▶ [Requirement A] In the account of the home visits, what gave the Mablueguma village its name?
▶ [Requirement B] Summarize the account of the home visits in two sentences.

▶ [Text block]
_ _ _ _ _
The parents invited us and so today we pay a visit the homes where Malita, Ramos, Joyce and Witness grew up.
Malita lives in the Mablueguma village, on the hills around the lake. The village took its name from the many blue gum trees which are around. While getting closer to the village we are welcomed by Malita’s mum and grandmother, who show us immediately inside the little house they are renting. It is a small hut made mostly of terracotta bricks and plastered with more terracotta. There is no running water nor electricity here. The house is composed of two small rooms (the bedroom and the storage) and an equally small living room.
We gather here with the rest of the family: Malita’s sister, Malita’s mum and his new companion, with his daughter. Immediately more people arrive, all curious to meet us.
While chatting we get to know Malita’s birthday. Her Malita doesn’t remember when she was born, but luckily has her vaccinations’ paper which says Malita was born on the 15th October 2003. From her medical records we also find out she is deaf and dumb since 2008, due to complications of meningitis. At that time the doctors advised her mother to bring her to the Bandawe School for the Hearing Impaired, the same school Malita is now attending. After a Coca Cola it is time to leave to go and meet the next family.
When we visit Ramos’ home we have a positive surprise. He seems to be much luckier than Malita. His family owns the house they live in and this is even painted from the outside. His father is not in when we pay our visit, since he is out selling the fish he caught last night. However his mum is more than ready to welcome us in. The house has electricity but no running water and has 3 rooms.
Ramos lives with both his parents, his little sister Ulemu, his brother Emmanuel and two cousins who have lost their parents. This means that a total of 7 people is living out of the income of the fishing activities of Ramos’s father. The all family has moved to Nkhata Bay in 1996 because the lake represented a good resource for them. Also here we drink a Coca Cola all together and while chatting we learn that Ramos was born on the 14 September 2000.
_ _ _ _ _
▶ [Supplied records]
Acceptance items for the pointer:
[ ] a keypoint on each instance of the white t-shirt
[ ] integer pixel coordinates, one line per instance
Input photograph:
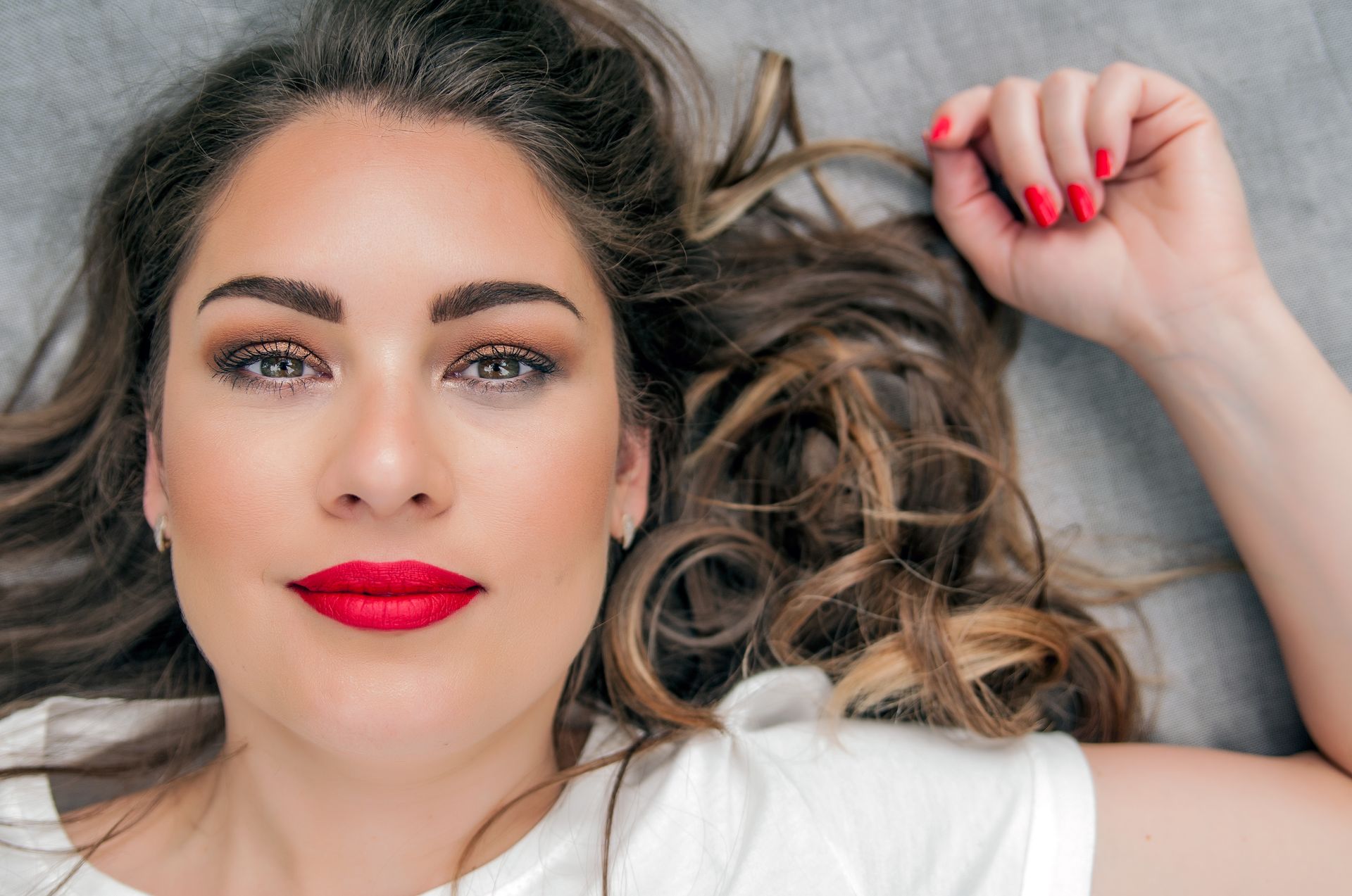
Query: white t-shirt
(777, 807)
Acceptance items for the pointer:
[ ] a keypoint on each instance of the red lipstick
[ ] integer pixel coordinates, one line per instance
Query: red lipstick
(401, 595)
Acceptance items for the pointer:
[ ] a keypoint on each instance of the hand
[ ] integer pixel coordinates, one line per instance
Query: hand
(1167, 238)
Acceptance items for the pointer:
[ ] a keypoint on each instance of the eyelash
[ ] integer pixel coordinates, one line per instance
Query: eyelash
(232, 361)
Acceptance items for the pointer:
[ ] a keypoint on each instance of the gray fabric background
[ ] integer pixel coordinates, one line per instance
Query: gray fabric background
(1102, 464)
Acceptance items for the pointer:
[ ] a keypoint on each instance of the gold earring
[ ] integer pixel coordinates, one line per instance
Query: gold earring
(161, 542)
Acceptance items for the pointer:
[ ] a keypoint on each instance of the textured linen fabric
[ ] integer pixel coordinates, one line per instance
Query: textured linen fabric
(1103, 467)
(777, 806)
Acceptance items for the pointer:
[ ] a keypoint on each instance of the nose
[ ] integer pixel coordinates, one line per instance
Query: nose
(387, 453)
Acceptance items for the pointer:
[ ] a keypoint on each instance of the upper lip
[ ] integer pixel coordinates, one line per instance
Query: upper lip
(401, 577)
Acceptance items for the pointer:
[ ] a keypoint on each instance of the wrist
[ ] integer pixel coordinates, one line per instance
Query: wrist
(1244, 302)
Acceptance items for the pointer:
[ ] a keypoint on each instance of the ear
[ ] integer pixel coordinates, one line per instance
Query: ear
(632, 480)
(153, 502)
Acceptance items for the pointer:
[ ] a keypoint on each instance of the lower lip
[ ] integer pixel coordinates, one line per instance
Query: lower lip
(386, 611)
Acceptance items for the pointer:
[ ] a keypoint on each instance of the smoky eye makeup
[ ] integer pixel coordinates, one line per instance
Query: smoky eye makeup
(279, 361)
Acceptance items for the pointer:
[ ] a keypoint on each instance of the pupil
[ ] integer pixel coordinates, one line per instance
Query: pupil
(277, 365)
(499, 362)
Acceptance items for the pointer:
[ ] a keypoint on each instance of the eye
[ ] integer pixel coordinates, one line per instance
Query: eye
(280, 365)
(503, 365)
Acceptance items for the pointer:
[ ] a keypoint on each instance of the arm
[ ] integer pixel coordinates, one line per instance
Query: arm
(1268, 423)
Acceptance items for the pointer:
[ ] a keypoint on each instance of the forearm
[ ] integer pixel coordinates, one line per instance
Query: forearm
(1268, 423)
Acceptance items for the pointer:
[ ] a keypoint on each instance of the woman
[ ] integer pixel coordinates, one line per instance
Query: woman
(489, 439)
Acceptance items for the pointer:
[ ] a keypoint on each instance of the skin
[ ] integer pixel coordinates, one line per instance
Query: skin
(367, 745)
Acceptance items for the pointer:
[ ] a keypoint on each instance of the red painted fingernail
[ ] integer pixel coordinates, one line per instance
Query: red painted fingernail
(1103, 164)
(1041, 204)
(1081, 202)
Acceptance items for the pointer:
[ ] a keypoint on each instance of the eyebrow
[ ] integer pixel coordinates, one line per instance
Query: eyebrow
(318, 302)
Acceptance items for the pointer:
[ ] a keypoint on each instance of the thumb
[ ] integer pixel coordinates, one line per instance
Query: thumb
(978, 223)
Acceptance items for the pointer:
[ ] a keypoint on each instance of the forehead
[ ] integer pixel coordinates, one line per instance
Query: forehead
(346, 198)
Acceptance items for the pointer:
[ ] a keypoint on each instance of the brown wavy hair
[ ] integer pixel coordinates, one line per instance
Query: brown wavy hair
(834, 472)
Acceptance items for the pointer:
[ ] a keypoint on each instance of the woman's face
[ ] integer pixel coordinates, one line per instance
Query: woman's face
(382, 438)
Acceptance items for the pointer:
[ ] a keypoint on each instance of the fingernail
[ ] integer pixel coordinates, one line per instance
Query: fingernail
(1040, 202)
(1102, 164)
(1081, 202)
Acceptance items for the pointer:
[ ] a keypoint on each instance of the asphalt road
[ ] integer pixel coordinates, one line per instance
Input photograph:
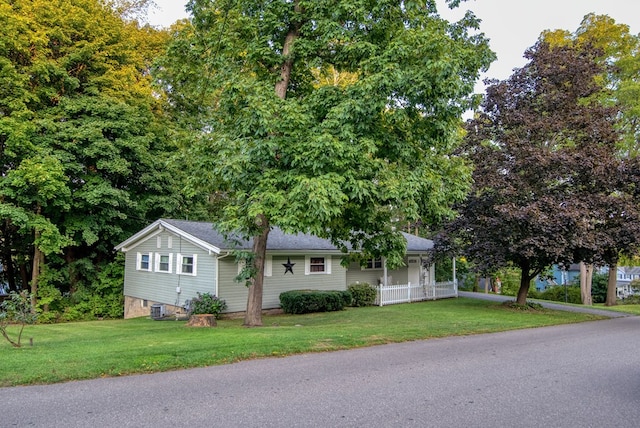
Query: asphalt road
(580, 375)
_ _ _ _ _
▶ [Expected output A] The many blue gum trees around it.

▶ [Expected output B] Malita's family rents a small terracotta hut without running water or electricity in the Mablueguma village, and her medical records show she has been deaf and dumb since 2008 from meningitis complications and that she attends the Bandawe School for the Hearing Impaired. Ramos's family owns a painted three-room house with electricity but no running water, and seven people live on his father's fishing income.